• [What to do]:
Reproduce the items in the stretch from the start through the line containing "[170, 170, 210, 184]", and add -112 to every bounding box coordinate in the answers while leaving the wording of each item as it stands. Omit the pictures from your version.

• [Source records]:
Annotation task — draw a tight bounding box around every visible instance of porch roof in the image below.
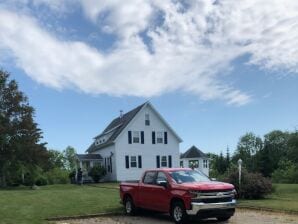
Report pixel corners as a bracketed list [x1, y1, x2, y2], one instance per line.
[76, 154, 102, 161]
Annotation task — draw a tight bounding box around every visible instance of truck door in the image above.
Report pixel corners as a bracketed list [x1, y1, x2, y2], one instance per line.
[138, 171, 157, 209]
[152, 171, 170, 212]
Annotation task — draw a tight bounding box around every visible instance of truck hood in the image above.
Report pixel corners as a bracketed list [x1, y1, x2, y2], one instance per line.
[179, 181, 234, 191]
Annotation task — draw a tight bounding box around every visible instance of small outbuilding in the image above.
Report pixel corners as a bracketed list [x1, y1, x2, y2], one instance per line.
[180, 145, 209, 176]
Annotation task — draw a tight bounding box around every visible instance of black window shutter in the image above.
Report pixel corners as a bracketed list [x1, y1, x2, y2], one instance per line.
[138, 156, 142, 168]
[152, 131, 155, 144]
[168, 156, 172, 168]
[128, 131, 131, 144]
[141, 131, 144, 144]
[156, 156, 160, 168]
[110, 157, 113, 173]
[125, 156, 129, 169]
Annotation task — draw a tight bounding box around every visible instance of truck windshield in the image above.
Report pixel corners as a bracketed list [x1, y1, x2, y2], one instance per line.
[170, 170, 210, 184]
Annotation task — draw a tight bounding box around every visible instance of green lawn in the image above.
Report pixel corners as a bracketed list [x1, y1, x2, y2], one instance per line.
[0, 183, 298, 224]
[239, 184, 298, 214]
[0, 183, 122, 224]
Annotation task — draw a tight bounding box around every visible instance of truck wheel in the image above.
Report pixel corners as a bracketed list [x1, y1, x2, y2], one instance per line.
[217, 216, 231, 222]
[124, 196, 136, 216]
[171, 201, 187, 224]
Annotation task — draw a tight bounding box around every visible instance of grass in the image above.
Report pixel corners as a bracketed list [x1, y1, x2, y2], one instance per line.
[0, 183, 298, 224]
[0, 183, 122, 224]
[239, 184, 298, 214]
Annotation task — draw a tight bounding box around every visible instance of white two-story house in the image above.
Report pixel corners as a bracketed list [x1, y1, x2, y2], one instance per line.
[78, 102, 182, 181]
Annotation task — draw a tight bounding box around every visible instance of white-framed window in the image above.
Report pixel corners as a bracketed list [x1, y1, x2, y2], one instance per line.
[188, 160, 199, 169]
[130, 156, 138, 168]
[203, 159, 208, 168]
[180, 161, 183, 168]
[132, 131, 140, 143]
[156, 131, 163, 143]
[161, 156, 168, 167]
[145, 114, 150, 126]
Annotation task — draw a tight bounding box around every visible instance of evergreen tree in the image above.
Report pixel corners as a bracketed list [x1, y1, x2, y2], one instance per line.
[0, 70, 48, 186]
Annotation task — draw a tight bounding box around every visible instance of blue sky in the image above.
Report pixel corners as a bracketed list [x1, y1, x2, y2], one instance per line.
[0, 0, 298, 153]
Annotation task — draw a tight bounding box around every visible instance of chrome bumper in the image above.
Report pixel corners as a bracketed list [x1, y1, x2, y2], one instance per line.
[186, 200, 236, 215]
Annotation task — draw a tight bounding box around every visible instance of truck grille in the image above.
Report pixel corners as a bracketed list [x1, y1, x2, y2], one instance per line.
[191, 197, 233, 203]
[191, 190, 235, 203]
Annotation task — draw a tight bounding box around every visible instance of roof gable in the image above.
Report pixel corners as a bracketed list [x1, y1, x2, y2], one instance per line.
[86, 102, 182, 153]
[180, 145, 208, 159]
[86, 103, 145, 153]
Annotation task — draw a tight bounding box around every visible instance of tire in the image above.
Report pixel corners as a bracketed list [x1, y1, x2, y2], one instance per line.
[171, 201, 187, 224]
[217, 216, 231, 222]
[123, 196, 137, 216]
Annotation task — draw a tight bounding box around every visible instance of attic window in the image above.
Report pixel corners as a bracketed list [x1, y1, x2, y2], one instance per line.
[145, 114, 150, 126]
[132, 131, 140, 143]
[203, 159, 208, 168]
[161, 156, 168, 167]
[156, 131, 163, 143]
[188, 160, 199, 169]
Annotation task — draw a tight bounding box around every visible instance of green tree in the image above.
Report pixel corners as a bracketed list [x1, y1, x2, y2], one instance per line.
[63, 146, 76, 171]
[48, 149, 64, 170]
[0, 70, 48, 186]
[287, 131, 298, 164]
[233, 132, 263, 172]
[257, 130, 290, 177]
[89, 165, 106, 183]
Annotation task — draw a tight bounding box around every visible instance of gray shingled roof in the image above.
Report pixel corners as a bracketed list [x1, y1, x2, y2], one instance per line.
[86, 103, 146, 153]
[76, 154, 102, 161]
[180, 145, 208, 159]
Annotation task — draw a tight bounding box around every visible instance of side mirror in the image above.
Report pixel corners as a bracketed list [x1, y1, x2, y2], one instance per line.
[156, 180, 168, 188]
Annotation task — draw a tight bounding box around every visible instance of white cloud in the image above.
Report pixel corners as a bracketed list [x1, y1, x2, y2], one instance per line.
[0, 0, 298, 105]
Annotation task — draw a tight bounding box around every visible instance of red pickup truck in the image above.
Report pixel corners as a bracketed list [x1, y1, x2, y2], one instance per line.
[120, 168, 236, 224]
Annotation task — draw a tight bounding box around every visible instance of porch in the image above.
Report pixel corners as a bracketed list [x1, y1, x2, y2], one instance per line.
[76, 154, 103, 183]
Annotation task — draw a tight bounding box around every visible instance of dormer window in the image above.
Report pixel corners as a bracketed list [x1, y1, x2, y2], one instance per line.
[132, 131, 140, 143]
[145, 114, 150, 126]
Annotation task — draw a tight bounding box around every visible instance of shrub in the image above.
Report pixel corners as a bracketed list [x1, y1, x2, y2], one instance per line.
[272, 160, 298, 184]
[88, 165, 106, 183]
[46, 167, 69, 184]
[225, 170, 273, 199]
[68, 170, 76, 184]
[35, 176, 48, 186]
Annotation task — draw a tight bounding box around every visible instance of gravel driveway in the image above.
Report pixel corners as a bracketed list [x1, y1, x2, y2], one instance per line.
[57, 209, 298, 224]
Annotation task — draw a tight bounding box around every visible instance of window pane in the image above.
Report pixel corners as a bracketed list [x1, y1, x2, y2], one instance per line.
[156, 131, 163, 143]
[188, 160, 199, 168]
[161, 156, 168, 167]
[132, 131, 140, 143]
[130, 156, 137, 167]
[143, 171, 156, 184]
[156, 172, 167, 182]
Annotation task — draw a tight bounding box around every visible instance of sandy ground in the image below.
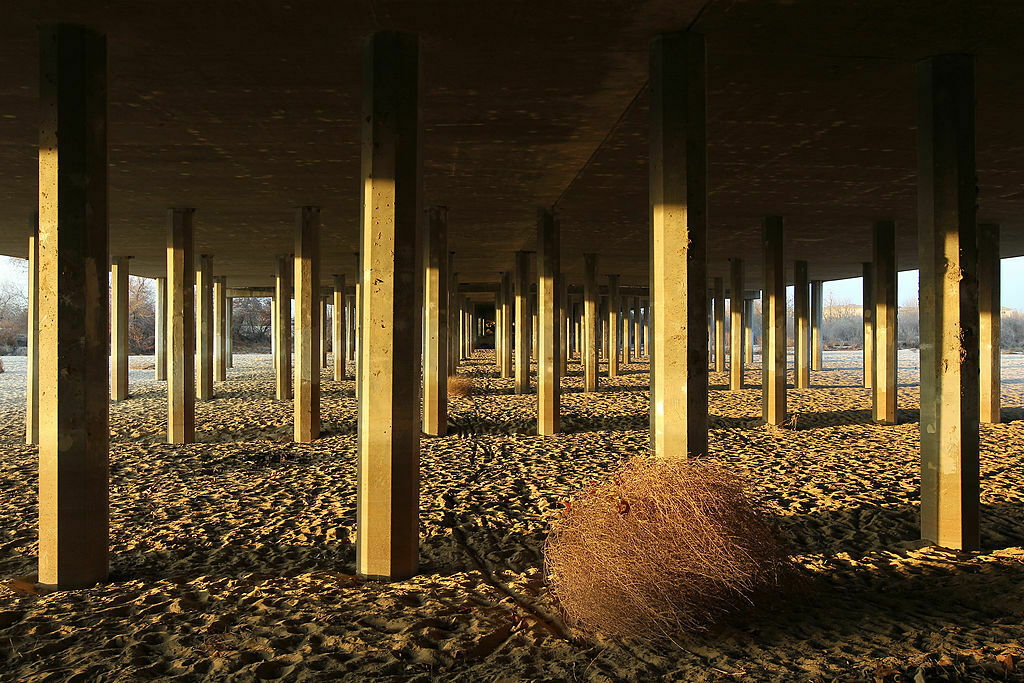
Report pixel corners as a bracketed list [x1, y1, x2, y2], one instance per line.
[0, 351, 1024, 681]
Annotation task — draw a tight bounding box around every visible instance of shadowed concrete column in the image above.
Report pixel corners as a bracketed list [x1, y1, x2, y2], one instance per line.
[153, 278, 167, 380]
[811, 280, 824, 370]
[647, 33, 708, 458]
[331, 275, 348, 382]
[513, 251, 531, 393]
[861, 262, 874, 389]
[213, 275, 227, 382]
[167, 209, 196, 443]
[536, 208, 563, 435]
[39, 25, 110, 588]
[605, 275, 623, 377]
[25, 229, 39, 443]
[978, 223, 1000, 423]
[196, 259, 213, 400]
[918, 54, 980, 549]
[761, 216, 785, 426]
[273, 255, 295, 400]
[793, 261, 811, 389]
[729, 258, 743, 391]
[355, 32, 423, 580]
[111, 256, 129, 400]
[423, 206, 449, 436]
[583, 254, 600, 391]
[871, 220, 896, 425]
[294, 206, 324, 443]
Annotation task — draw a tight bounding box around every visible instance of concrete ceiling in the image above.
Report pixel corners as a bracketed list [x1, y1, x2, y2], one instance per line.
[0, 0, 1024, 287]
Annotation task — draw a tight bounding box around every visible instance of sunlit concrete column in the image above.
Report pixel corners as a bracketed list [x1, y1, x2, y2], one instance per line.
[37, 25, 110, 588]
[423, 206, 446, 436]
[647, 33, 708, 458]
[273, 254, 295, 400]
[213, 275, 227, 382]
[535, 208, 563, 435]
[294, 206, 324, 443]
[729, 258, 744, 391]
[111, 256, 130, 400]
[811, 280, 824, 371]
[978, 223, 1001, 423]
[861, 261, 874, 389]
[583, 254, 600, 391]
[793, 261, 811, 389]
[167, 209, 196, 443]
[513, 251, 532, 393]
[761, 216, 785, 426]
[918, 54, 980, 549]
[25, 229, 39, 443]
[871, 220, 897, 425]
[331, 275, 348, 382]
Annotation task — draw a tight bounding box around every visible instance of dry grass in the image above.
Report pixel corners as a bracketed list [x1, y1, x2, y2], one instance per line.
[544, 458, 785, 638]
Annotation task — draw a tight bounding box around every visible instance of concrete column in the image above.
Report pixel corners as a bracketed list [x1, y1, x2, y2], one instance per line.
[295, 206, 323, 443]
[513, 251, 531, 393]
[213, 275, 227, 382]
[111, 256, 129, 400]
[811, 280, 824, 370]
[25, 229, 39, 443]
[583, 254, 600, 391]
[871, 220, 897, 425]
[647, 33, 708, 458]
[918, 54, 980, 549]
[167, 209, 196, 443]
[729, 258, 744, 391]
[793, 261, 811, 389]
[423, 206, 449, 436]
[273, 259, 295, 400]
[331, 275, 348, 382]
[196, 259, 213, 400]
[978, 223, 1001, 424]
[761, 216, 785, 426]
[38, 25, 110, 588]
[535, 208, 564, 435]
[861, 261, 874, 389]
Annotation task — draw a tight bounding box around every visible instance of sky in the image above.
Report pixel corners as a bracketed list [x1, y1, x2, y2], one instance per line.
[0, 256, 1024, 310]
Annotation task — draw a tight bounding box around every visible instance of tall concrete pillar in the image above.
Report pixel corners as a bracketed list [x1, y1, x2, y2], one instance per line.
[213, 275, 227, 382]
[295, 206, 323, 443]
[423, 206, 449, 436]
[793, 261, 811, 389]
[331, 275, 348, 382]
[811, 280, 824, 371]
[167, 209, 196, 443]
[111, 256, 130, 400]
[39, 25, 110, 588]
[761, 216, 785, 426]
[583, 254, 600, 391]
[871, 220, 897, 425]
[978, 223, 1001, 424]
[861, 261, 874, 389]
[646, 33, 708, 458]
[153, 278, 167, 381]
[918, 54, 980, 549]
[25, 229, 39, 443]
[605, 275, 623, 377]
[355, 32, 423, 580]
[273, 259, 295, 400]
[196, 259, 213, 400]
[729, 258, 743, 391]
[536, 208, 563, 435]
[513, 251, 531, 393]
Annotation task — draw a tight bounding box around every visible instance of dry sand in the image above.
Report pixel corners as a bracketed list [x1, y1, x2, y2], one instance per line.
[0, 351, 1024, 681]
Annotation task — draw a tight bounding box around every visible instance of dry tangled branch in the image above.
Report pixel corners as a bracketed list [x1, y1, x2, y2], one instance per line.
[544, 458, 785, 638]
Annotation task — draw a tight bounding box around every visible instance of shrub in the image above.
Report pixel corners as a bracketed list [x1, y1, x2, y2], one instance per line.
[544, 458, 785, 638]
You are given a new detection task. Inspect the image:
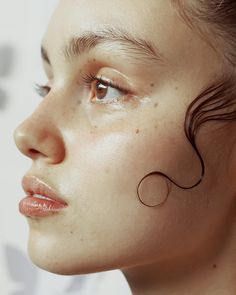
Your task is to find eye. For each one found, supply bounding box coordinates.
[82,73,132,104]
[92,79,127,103]
[35,84,51,97]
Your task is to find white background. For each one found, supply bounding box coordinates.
[0,0,130,295]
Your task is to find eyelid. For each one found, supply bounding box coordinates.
[81,69,135,94]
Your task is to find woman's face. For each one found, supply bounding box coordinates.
[16,0,235,274]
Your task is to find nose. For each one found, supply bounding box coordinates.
[14,108,65,164]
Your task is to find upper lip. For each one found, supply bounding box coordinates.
[22,176,67,205]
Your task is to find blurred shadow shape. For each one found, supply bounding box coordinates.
[0,88,7,111]
[4,245,38,295]
[0,45,14,77]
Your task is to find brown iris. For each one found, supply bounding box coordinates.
[95,82,109,100]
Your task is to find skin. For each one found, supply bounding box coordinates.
[15,0,236,295]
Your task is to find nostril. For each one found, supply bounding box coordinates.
[28,149,42,159]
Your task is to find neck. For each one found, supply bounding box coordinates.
[122,223,236,295]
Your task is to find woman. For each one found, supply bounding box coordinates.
[15,0,236,295]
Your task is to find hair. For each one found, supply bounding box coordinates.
[139,0,236,206]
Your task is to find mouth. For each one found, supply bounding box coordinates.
[19,176,68,217]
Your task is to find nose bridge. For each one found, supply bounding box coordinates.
[14,101,65,164]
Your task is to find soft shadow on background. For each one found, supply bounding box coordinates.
[0,0,130,295]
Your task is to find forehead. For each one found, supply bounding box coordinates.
[43,0,193,57]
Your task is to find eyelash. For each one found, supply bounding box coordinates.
[35,73,129,97]
[82,73,129,94]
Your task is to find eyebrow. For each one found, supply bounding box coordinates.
[41,27,163,64]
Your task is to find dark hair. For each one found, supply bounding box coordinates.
[140,0,236,199]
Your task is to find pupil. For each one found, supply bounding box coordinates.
[96,82,108,99]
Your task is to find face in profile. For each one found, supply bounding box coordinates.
[15,0,234,274]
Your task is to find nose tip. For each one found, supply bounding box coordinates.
[14,120,65,164]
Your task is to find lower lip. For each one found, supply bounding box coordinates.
[19,196,67,217]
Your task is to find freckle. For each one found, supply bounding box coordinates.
[154,102,158,108]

• [Solution to the exercise]:
Annotation task — draw a tight bounding box around every visible instance of porch roof in the image below.
Report pixel corners as a bracketed list [x1, y1, x2, y2], one instance per line.
[-36, 42, -10, 49]
Annotation task — draw a tight bounding box around every visible instance of truck door in the image above.
Report pixel corners as a bracketed list [x1, y1, x2, y2], one instance per line.
[26, 59, 45, 97]
[40, 59, 58, 100]
Annotation task — draw a tight bounding box around every visible instance of truck hood in the image above.
Report pixel corners as a bracketed list [x1, y1, x2, y2], one instance per line.
[67, 69, 122, 79]
Annotation task — draw a tight bounding box around every visible instance of small outbuilding in the image above.
Report pixel corners as a bracketed list [x1, y1, x2, y2], one instance per line.
[68, 33, 97, 64]
Annotation task — draw a tight bounding box around every visible instance of black window shutter in the image above.
Report pixel corners as a bracketed list [x1, y1, x2, y2], one instance per line.
[26, 44, 30, 56]
[40, 19, 43, 32]
[56, 44, 60, 56]
[16, 19, 19, 32]
[29, 19, 32, 32]
[44, 44, 48, 56]
[-2, 45, 1, 61]
[13, 44, 17, 57]
Annotation task — draw a tight bounding box around every visible instance of truck windshield in the image above.
Report pixel corners as a bracketed list [x1, y1, x2, y2], one instance per line.
[58, 58, 98, 72]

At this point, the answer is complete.